§ Your goal
After finding the line with "Find: blurred green background" in the data below, set down exactly each line through the one with "Find: banana leaf", inclusive, and stop there.

§ Information shown
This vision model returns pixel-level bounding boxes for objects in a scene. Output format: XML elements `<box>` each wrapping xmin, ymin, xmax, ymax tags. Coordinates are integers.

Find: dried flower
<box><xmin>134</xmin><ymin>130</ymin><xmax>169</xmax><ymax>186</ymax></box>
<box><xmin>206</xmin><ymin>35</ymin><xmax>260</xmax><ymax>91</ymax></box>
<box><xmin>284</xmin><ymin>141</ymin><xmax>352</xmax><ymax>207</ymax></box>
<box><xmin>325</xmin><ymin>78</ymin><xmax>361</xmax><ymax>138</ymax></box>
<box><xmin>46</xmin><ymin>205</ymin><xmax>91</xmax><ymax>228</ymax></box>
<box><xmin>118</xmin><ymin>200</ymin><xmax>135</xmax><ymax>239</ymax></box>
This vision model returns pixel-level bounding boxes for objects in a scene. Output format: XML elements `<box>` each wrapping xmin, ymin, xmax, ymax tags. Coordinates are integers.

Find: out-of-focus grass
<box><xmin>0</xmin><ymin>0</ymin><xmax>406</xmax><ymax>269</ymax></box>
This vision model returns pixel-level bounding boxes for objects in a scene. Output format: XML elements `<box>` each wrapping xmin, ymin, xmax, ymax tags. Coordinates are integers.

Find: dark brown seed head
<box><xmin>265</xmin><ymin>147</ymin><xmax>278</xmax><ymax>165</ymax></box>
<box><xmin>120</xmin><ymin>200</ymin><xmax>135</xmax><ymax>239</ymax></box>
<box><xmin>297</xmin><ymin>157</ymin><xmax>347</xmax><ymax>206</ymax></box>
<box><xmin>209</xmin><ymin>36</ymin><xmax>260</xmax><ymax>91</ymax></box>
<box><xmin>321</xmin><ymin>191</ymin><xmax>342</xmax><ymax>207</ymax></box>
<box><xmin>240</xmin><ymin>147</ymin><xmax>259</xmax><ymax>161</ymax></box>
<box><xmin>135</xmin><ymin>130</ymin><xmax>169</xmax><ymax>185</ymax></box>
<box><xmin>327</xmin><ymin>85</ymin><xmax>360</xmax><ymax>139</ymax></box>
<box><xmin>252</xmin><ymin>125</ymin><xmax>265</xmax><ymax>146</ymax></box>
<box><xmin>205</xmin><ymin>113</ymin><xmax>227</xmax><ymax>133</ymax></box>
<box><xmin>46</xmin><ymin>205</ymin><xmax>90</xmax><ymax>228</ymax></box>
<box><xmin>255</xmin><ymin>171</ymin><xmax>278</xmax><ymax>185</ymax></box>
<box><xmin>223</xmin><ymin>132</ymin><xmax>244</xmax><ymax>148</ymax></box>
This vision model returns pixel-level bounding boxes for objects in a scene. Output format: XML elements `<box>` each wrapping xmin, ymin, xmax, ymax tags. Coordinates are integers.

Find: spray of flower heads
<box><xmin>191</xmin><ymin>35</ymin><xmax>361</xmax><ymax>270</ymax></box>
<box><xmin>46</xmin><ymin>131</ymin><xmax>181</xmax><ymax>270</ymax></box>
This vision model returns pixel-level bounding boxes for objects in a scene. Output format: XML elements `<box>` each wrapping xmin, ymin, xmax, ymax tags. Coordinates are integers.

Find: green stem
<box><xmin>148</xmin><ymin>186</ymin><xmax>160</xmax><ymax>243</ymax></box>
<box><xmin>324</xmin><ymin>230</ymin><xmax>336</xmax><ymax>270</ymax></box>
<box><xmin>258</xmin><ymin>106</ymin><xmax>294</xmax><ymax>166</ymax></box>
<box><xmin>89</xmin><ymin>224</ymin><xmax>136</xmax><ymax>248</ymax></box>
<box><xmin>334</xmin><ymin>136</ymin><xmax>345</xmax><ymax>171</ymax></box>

==

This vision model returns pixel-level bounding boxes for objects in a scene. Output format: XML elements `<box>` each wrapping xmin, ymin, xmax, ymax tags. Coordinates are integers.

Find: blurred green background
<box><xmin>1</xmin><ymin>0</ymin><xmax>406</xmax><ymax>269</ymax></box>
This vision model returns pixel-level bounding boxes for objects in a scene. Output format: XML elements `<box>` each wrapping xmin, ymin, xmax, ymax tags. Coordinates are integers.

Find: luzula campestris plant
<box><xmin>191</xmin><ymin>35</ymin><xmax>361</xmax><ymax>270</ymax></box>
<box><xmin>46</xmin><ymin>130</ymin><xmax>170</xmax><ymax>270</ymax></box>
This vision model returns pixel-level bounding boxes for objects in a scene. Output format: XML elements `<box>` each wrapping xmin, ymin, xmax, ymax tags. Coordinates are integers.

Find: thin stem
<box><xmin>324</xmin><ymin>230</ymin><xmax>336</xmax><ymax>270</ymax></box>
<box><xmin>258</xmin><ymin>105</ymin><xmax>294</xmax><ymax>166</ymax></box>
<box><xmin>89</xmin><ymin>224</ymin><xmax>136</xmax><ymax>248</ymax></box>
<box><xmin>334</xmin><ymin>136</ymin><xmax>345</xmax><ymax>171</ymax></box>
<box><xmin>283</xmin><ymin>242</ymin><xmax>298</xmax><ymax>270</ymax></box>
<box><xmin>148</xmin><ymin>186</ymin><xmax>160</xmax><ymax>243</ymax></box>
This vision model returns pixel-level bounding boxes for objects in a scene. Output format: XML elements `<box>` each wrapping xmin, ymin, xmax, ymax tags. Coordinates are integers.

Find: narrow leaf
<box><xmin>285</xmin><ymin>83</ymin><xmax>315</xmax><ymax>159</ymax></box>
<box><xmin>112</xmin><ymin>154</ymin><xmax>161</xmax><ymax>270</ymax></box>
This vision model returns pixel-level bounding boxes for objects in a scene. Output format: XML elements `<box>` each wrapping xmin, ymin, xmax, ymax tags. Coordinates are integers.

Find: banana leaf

§ Task result
Find: blurred green background
<box><xmin>1</xmin><ymin>0</ymin><xmax>406</xmax><ymax>269</ymax></box>
This vision model returns pixel-level bounding boxes for objects in a scene. Output format: XML elements `<box>` each wrapping xmin, ymin, xmax, ymax tags. Coordinates are integers.

Find: luzula campestris plant
<box><xmin>191</xmin><ymin>35</ymin><xmax>361</xmax><ymax>270</ymax></box>
<box><xmin>46</xmin><ymin>130</ymin><xmax>170</xmax><ymax>270</ymax></box>
This vision model returns pixel-level bounding boxes for objects in a scene. Output format: XML elements `<box>` each wrapping xmin, ymin, xmax, ymax tags. Coordinates are integers.

Find: thin stem
<box><xmin>324</xmin><ymin>230</ymin><xmax>336</xmax><ymax>270</ymax></box>
<box><xmin>258</xmin><ymin>105</ymin><xmax>294</xmax><ymax>166</ymax></box>
<box><xmin>89</xmin><ymin>224</ymin><xmax>136</xmax><ymax>248</ymax></box>
<box><xmin>334</xmin><ymin>136</ymin><xmax>345</xmax><ymax>171</ymax></box>
<box><xmin>283</xmin><ymin>242</ymin><xmax>298</xmax><ymax>270</ymax></box>
<box><xmin>148</xmin><ymin>186</ymin><xmax>160</xmax><ymax>243</ymax></box>
This vision model returns pixel-level bounding boxes for objects in a scene. Output format: XML elements `<box>` each wrapping xmin, ymin, xmax, ymax tags. Coordinates are integers.

Find: narrow leaf
<box><xmin>285</xmin><ymin>83</ymin><xmax>315</xmax><ymax>159</ymax></box>
<box><xmin>112</xmin><ymin>154</ymin><xmax>161</xmax><ymax>270</ymax></box>
This vision model returns pixel-level bounding boxes for objects in a scene. Output format: XML elements `<box>` each wrapping xmin, ymin, xmax, ymax tags. Coordinates are integers.

Find: banana leaf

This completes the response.